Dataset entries

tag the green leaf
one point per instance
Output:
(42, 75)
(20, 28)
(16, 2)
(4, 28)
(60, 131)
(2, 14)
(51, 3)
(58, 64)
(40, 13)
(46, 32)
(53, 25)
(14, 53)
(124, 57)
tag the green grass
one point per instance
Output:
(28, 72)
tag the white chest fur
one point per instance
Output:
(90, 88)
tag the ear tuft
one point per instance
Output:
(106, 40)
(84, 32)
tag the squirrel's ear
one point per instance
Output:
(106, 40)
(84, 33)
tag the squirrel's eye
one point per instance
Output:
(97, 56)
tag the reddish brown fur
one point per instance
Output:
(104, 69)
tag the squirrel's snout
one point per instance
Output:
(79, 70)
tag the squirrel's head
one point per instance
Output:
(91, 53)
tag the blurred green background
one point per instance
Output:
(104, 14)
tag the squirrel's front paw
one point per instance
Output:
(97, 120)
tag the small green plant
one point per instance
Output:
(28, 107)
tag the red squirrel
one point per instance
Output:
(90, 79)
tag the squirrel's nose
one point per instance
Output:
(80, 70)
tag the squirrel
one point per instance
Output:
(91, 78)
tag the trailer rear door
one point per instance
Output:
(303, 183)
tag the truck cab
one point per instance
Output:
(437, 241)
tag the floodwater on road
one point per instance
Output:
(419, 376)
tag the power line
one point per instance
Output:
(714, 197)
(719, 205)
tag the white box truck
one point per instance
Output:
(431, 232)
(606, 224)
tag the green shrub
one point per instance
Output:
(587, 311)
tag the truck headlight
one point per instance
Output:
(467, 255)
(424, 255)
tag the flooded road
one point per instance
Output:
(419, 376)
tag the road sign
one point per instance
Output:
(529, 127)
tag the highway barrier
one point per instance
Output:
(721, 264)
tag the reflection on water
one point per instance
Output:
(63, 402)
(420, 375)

● What the exercise asks
Exactly the lines from the one containing "tag the road sign" through the last line of the records are to be transcribed, both endpoints included.

● Worked solution
tag the road sign
one point per instance
Output:
(529, 127)
tag the highway barrier
one point per instance
Output:
(721, 264)
tag the reflection on water
one point per instance
Output:
(63, 402)
(420, 375)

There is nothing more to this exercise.